### ACTIVITY LIST:
1) In the trainer protocol documentation, rewrite the paragraph beginning "The `BaseTrainerProtocol` defines" as a shorter version that keeps its main facts.
2) According to the trainer protocol documentation, what Python construct is used to enforce type hints?
3) Extend the trainer protocol documentation, picking up after its last line.
++++ SELECTED TEXT
# Trainer Protocol Documentation

## Introduction

The `BaseTrainerProtocol` defines the abstract interface that all trainer classes within the EasyDeL framework must adhere to. It acts as a contract, ensuring that different trainer implementations (e.g., for SFT, DPO, custom tasks) share a common set of core functionalities and properties.

Using a protocol offers several advantages:

* **Consistency**: Provides a predictable structure and behavior across various training types.
* **Modularity**: Allows different trainers to be used interchangeably where appropriate.
* **Extensibility**: Simplifies the creation of new, custom trainers by providing a clear blueprint of required components.
* **Type Safety**: Enforces type hints through Python's `typing.Protocol`, improving code reliability and maintainability.
++++++++
++++ DATA EXCERPTS
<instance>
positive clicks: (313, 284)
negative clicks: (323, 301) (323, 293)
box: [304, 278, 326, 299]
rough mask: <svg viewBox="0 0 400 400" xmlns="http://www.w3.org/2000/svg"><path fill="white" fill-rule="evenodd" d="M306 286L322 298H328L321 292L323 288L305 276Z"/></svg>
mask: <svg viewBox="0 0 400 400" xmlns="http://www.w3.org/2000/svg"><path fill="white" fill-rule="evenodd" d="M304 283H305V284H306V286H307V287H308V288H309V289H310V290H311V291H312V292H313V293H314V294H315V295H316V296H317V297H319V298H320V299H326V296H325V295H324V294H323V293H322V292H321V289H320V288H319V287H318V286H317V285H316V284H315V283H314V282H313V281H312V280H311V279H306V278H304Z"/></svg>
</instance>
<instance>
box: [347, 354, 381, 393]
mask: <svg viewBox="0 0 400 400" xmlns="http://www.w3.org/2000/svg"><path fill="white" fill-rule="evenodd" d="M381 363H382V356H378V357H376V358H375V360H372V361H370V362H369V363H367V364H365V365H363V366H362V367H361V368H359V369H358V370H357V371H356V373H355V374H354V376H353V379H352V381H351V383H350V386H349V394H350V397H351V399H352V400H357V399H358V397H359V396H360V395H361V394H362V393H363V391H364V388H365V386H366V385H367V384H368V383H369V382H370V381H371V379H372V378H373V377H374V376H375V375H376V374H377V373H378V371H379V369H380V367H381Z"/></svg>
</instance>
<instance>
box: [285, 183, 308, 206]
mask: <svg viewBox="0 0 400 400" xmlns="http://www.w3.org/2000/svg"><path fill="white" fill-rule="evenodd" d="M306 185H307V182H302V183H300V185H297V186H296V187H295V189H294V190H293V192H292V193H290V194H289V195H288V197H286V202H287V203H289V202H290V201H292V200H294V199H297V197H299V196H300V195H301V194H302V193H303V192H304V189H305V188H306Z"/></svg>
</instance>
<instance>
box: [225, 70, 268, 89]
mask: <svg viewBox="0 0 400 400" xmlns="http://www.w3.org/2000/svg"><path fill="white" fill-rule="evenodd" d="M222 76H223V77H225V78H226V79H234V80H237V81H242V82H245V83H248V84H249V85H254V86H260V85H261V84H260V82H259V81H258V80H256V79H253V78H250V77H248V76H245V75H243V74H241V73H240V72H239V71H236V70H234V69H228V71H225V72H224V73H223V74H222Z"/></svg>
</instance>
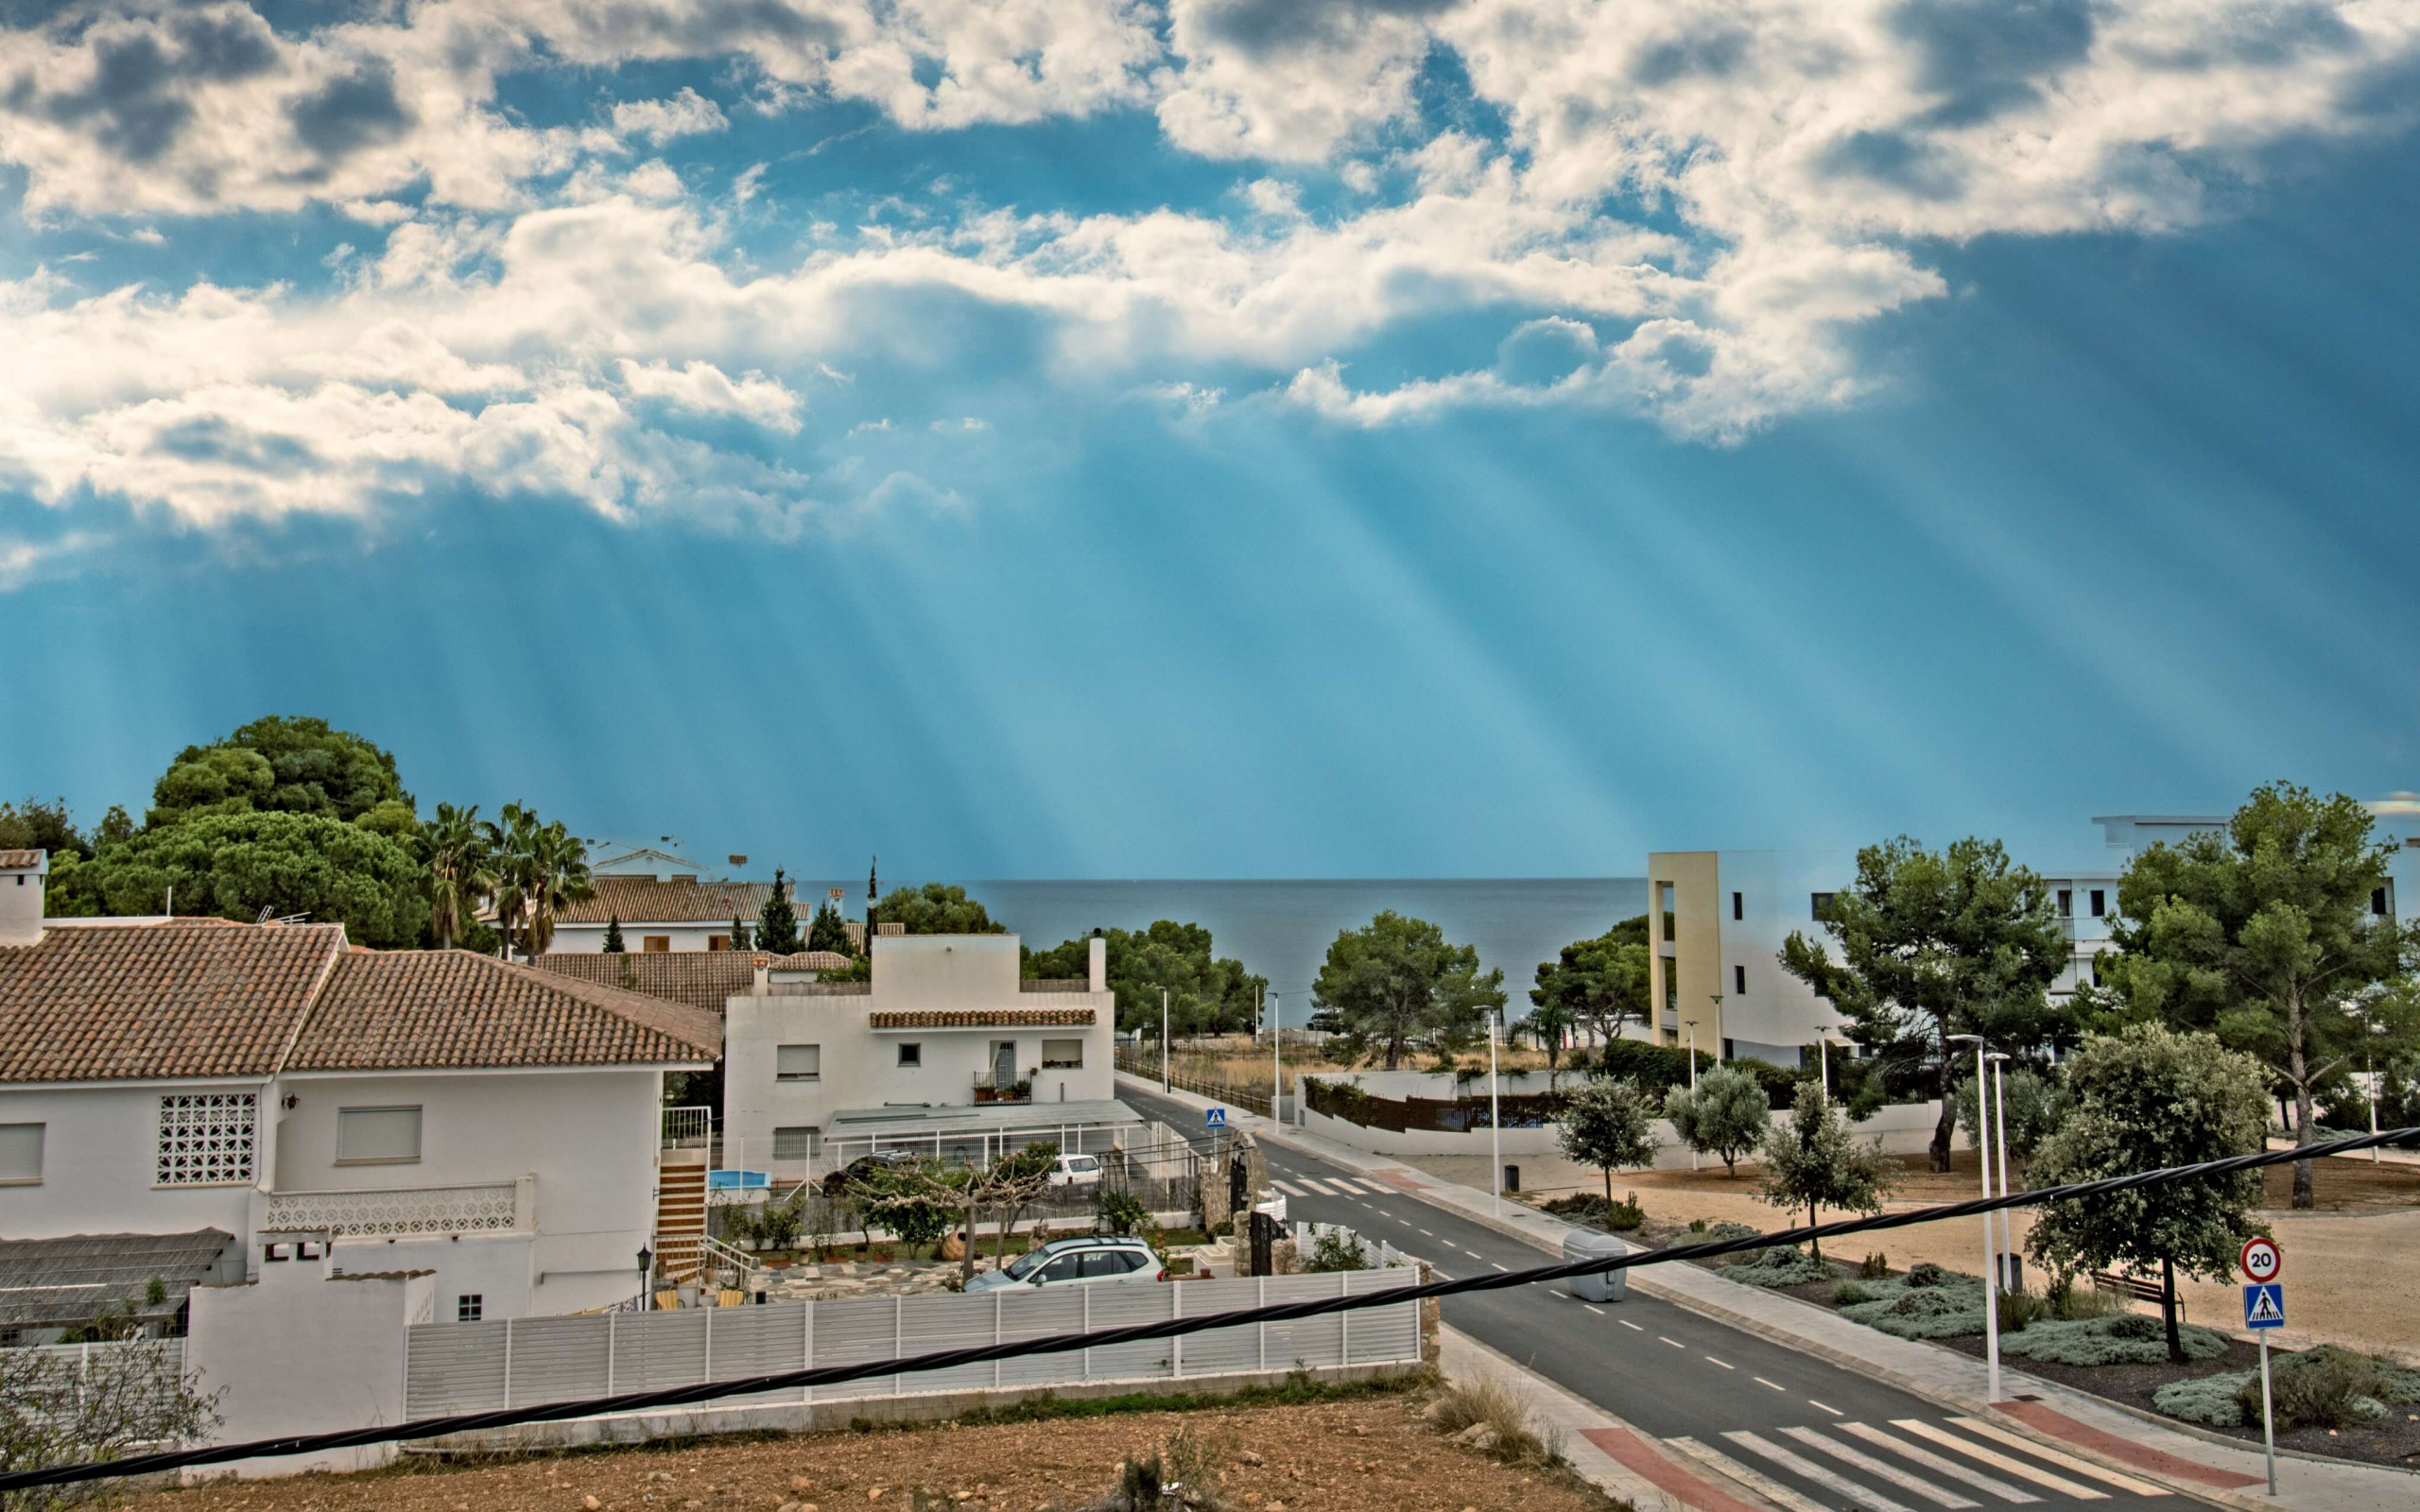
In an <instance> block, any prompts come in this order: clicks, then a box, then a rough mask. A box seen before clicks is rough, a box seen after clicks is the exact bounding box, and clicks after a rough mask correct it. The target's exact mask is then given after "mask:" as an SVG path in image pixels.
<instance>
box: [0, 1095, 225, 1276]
mask: <svg viewBox="0 0 2420 1512" xmlns="http://www.w3.org/2000/svg"><path fill="white" fill-rule="evenodd" d="M177 1091H264V1086H261V1084H259V1081H191V1084H177ZM160 1093H162V1086H56V1089H31V1086H15V1089H7V1091H0V1123H41V1125H46V1127H44V1159H41V1183H39V1185H0V1234H15V1236H27V1239H34V1236H60V1234H191V1231H194V1229H225V1231H227V1234H235V1236H237V1239H244V1236H247V1227H244V1214H247V1212H249V1205H252V1185H249V1183H244V1185H177V1188H162V1185H155V1176H157V1168H160V1166H157V1156H160ZM269 1123H271V1118H269V1096H266V1093H264V1096H261V1113H259V1125H257V1127H259V1132H257V1154H254V1161H257V1166H254V1168H257V1171H266V1168H269V1166H266V1161H269V1154H266V1142H269V1127H266V1125H269Z"/></svg>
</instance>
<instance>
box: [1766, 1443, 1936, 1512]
mask: <svg viewBox="0 0 2420 1512" xmlns="http://www.w3.org/2000/svg"><path fill="white" fill-rule="evenodd" d="M1781 1432H1784V1435H1788V1437H1793V1439H1798V1442H1800V1444H1805V1447H1808V1449H1815V1452H1817V1454H1830V1456H1832V1459H1837V1461H1842V1464H1844V1466H1851V1468H1859V1471H1866V1473H1868V1476H1880V1478H1883V1481H1890V1483H1892V1485H1897V1488H1900V1490H1912V1493H1917V1495H1919V1497H1924V1500H1926V1502H1934V1505H1936V1507H1980V1505H1982V1502H1977V1500H1972V1497H1963V1495H1958V1493H1955V1490H1946V1488H1941V1485H1934V1483H1931V1481H1926V1478H1924V1476H1909V1473H1907V1471H1902V1468H1900V1466H1895V1464H1883V1461H1880V1459H1875V1456H1871V1454H1866V1452H1863V1449H1851V1447H1849V1444H1842V1442H1839V1439H1832V1437H1825V1435H1820V1432H1815V1430H1813V1427H1784V1430H1781Z"/></svg>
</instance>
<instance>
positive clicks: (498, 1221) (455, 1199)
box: [259, 1176, 537, 1239]
mask: <svg viewBox="0 0 2420 1512" xmlns="http://www.w3.org/2000/svg"><path fill="white" fill-rule="evenodd" d="M259 1229H261V1231H264V1234H327V1236H332V1239H361V1236H378V1239H397V1236H404V1234H528V1231H532V1229H537V1178H535V1176H523V1178H520V1181H494V1183H484V1185H424V1188H399V1190H385V1193H269V1205H266V1212H264V1214H261V1222H259Z"/></svg>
++++++++
### ANSWERS BELOW:
1) `BaseTrainerProtocol` is the abstract interface that every EasyDeL trainer class must follow. As a contract, it makes trainer implementations such as SFT, DPO, and custom-task trainers share the same core functions and properties.

2) Python's `typing.Protocol`.

3)
The primary concrete implementation of this protocol in EasyDeL is the `BaseTrainer` class. For details on how to *use* the standard trainer, refer to the [BaseTrainer Documentation](./base_trainer.md). This document focuses on the requirements for *implementing* a class that conforms to the `BaseTrainerProtocol`.

## Protocol Requirements

Any class implementing `BaseTrainerProtocol` must define the following methods and properties:

### Required Methods

These methods define the core lifecycle and operations of a trainer.

* **`train(self, model_parameters: Optional[FlaxPreTrainedModel.params] = None, state: Optional[EasyDeLState] = None) -> EasyDeLState`**:
  * **Purpose**: The main entry point to start or resume the training process.
  * **Implementation**: Must orchestrate the entire training loop, including:
    * Loading data using configured dataloaders.
    * Iterating through epochs and steps.
    * Executing the core training step function (often JIT-compiled).
    * Managing and updating the `EasyDeLState` (model parameters, optimizer state, step count).
    * Handling metric logging and progress reporting.
    * Implementing checkpoint saving logic based on `TrainingArguments`.
    * Optionally triggering evaluation based on `TrainingArguments`.
    * Handling potential resumption from a checkpoint (`state` or loading from `ckpt_path` implicitly via `arguments`).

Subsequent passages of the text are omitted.